Partes del ejercicio -
**a.** Conteste estas preguntas según el texto sobre El biógrafo:
(i) ¿Qué proyecto de Perec se menciona?
(ii) ¿Qué oficio tiene el personaje que filma Jim Jarmusch?
(iii) ¿Durante cuántos años fotografió Augui la misma esquina?
**b.** Enumere todo lo que, de acuerdo con el texto sobre El biógrafo, tal vez se aprenda en los ritos de iniciación que cifran los fragmentos recuperados.
**c.** Escriba la continuación del texto sobre El biógrafo a partir de su última oración.

Texto de la página -
Las frases son versos que prosificados no narran grandes
acciones sino más bien hilvanan un largo poema fotográfico. Hay acciones,
claro, ocurren algunas cosas, pero lo que importa es la mirada afectiva de un
narrador que delinea perfiles, que necesita anotar un gesto o un detalle de
indumentaria para que el recuerdo no se pierda para siempre. Por eso, el que
escribe recupera fragmentos de la infancia o de la adultez que cifran
situaciones de pasaje, ritos de iniciación en los que se aprende algo, tal vez
la vacuidad del amor, el costado lindo de la rutina, la diferencia histórica
entre ricos y pobres, la impotencia del que se sabe perdido pero resiste
Los relatos que componen El
biógrafo son estampas breves, sugerentes, mordidas. El lector se mete como
por una ventana para mirar una escena nomás, un pedazo de la vida de alguien.
Un poco a la manera de ese monumental proyecto de Perec en Vida instrucciones de uso, el narrador organiza en escenarios móviles
el rompecabezas narrativo de sus seres queridos, una familia extendida que son el
encargado del primer departamento de soltero, novias ocasionales, pequeños
rufianes rifando los últimos momentos de la inocencia en unas máquinas de
juego, una perra y un niño haciéndose amigos a la sombra de un árbol.
Retratar escenas anodinas de gente de barrio, pero no con el
ritmo de un narrador de ciudad sino con el tiempo del que tarda mucho en llegar
al centro y es capaz de contar desde esa distancia, o desde ese asombro. Lo que
para el que pertenece al centro sería irrelevante y hasta casi naif para el que
llega desde otra parte, desde un pueblo de provincia, por caso, tiene la
dimensión del descubrimiento. Lo que arde en el retrato grupal no es ni el infierno
ni la hipocresía de la vida sino el aplomo de un narrador que no juzga, un
narrador que se enternece de la insignificancia e inclusive es capaz de
celebrarla. A la manera de Paterson, el colectivero que filma Jim Jarmusch cuya
rutina es levantarse bien temprano, hacer el recorrido en su unidad, parar a
anotar breves haikus objetivistas en una libreta y regresar al hogar con su
chica bonita o de la película Cigarros en la que, Augui, el dueño de
la tabaquería celebra frente al escritor la proeza de haber fotografiado
durante 20 años la misma esquina, en los
relatos de El biógrafo hay que
sopesar la ansiedad.
Ese es el consejo de Augui en Cigarros cuando su amigo no comprende el sentido de su proyecto.

Datos proporcionados -
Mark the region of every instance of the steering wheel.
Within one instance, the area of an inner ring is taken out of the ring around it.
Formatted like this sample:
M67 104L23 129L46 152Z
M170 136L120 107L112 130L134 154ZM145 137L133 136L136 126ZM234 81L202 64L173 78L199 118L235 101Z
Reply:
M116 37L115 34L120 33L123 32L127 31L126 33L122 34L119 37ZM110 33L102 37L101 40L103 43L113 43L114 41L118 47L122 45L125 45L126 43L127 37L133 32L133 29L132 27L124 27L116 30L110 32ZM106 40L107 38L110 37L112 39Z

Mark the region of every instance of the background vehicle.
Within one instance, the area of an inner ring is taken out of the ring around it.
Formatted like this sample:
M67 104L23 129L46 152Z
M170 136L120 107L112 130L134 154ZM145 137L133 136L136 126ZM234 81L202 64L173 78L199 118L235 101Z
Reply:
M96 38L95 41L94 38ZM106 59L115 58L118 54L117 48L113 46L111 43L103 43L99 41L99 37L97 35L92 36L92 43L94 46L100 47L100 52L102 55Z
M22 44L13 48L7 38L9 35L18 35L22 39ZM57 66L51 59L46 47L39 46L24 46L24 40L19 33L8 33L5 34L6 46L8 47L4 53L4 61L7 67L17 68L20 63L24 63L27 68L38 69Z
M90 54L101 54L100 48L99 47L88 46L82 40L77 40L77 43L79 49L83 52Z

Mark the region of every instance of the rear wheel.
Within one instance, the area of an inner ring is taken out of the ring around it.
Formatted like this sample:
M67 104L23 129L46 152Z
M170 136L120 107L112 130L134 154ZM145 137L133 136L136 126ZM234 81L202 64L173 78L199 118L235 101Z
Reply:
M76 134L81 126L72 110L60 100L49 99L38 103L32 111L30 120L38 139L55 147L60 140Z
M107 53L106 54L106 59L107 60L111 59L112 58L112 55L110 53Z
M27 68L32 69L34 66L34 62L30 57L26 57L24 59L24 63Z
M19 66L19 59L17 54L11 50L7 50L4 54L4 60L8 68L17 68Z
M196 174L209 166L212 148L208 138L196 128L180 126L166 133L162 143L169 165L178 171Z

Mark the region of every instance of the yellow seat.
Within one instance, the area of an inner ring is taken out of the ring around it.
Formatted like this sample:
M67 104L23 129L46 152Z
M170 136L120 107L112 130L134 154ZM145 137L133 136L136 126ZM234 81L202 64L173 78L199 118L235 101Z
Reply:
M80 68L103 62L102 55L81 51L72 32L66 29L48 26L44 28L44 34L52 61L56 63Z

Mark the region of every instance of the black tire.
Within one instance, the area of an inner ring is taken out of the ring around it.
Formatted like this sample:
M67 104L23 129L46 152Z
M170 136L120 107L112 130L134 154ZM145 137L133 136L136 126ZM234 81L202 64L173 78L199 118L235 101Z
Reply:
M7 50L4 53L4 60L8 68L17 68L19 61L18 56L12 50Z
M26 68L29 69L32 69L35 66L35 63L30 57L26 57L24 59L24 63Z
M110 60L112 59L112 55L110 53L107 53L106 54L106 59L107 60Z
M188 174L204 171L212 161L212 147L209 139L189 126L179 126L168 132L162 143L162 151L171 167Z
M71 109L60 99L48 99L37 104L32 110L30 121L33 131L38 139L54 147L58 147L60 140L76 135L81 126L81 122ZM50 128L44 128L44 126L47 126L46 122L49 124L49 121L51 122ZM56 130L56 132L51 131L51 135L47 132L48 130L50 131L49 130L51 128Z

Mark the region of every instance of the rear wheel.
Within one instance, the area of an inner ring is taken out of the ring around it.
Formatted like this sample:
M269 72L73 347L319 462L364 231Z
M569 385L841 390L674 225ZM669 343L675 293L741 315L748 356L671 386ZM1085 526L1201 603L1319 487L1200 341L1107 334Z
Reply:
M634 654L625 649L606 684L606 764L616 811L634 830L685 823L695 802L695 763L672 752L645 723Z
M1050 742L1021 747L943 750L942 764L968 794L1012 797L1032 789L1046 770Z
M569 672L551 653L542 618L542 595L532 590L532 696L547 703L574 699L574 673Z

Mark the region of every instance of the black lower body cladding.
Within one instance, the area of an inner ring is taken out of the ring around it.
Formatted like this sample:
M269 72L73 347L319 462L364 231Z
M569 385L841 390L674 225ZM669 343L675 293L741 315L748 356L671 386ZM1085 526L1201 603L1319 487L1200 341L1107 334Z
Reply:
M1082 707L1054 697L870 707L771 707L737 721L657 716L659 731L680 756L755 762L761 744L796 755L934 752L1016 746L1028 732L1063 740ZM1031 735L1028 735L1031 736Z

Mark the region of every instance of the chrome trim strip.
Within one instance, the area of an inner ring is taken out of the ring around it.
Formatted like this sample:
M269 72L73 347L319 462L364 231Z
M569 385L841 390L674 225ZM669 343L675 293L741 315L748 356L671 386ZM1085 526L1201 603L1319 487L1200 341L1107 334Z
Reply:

Respuestas por número -
**a.**
(i) Vida instrucciones de uso.
(ii) Es colectivero.
(iii) Durante 20 años.

**b.**
- La vacuidad del amor
- El costado lindo de la rutina
- La diferencia histórica entre ricos y pobres
- La impotencia del que se sabe perdido pero resiste

**c.**
Son todas la misma foto, dice socarronamente el escritor en la escena más
famosa de la película, y es cierto, son 4000
fotografías de la misma esquina sobre la Quinta Avenida. Son 4000
fotografías en el mismo punto y a la misma hora sin embargo, en la fijeza del
punto de vista aparece la variación, solo se trata de pasar con menos velocidad
el álbum y aprender a mirar los cambios de luz entre otoño y primavera. Esa
esquina es una porción del mundo de Augui y tiene sentido porque allí suceden
cosas que no se entenderían si no se va más despacio. Y si tiene sentido el
proyecto de Augui, lo tiene como un archivo personal de su lugar en el mundo. Si
bien El biógrafo no tiene la
pretensión de ser un documento social, la esperanza y la angustia de la gente
común se trafican en decenas de imágenes como estas: “a esa hora un camión de basura parecía el motor de la ciudad”, dice
el narrador en “Flippers” para sintetizar la otra cara de la ley, y en “La tarde
que fumé por primera vez”: “Me quedaba
callado al teléfono y de fondo se oían pájaros tejiendo algo gris, ininteligible.
El tiempo se escurría y yo no podía notarlo. ¿Qué fue lo que hizo que todos
dejáramos de vernos?”. Modesto, intuitivo, luminoso el libro de Marco
Castagna acaso sea unas ganas de resistir al costado cínico y desgraciado de
las situaciones cotidianas.
No se trata de explorar en el escándalo argumental ni en la ruptura
estilística, lo que ocurre en la forma y en el contenido de estas historias,
creo, es la belleza en lo incidental, el fraseo afable de una conversación.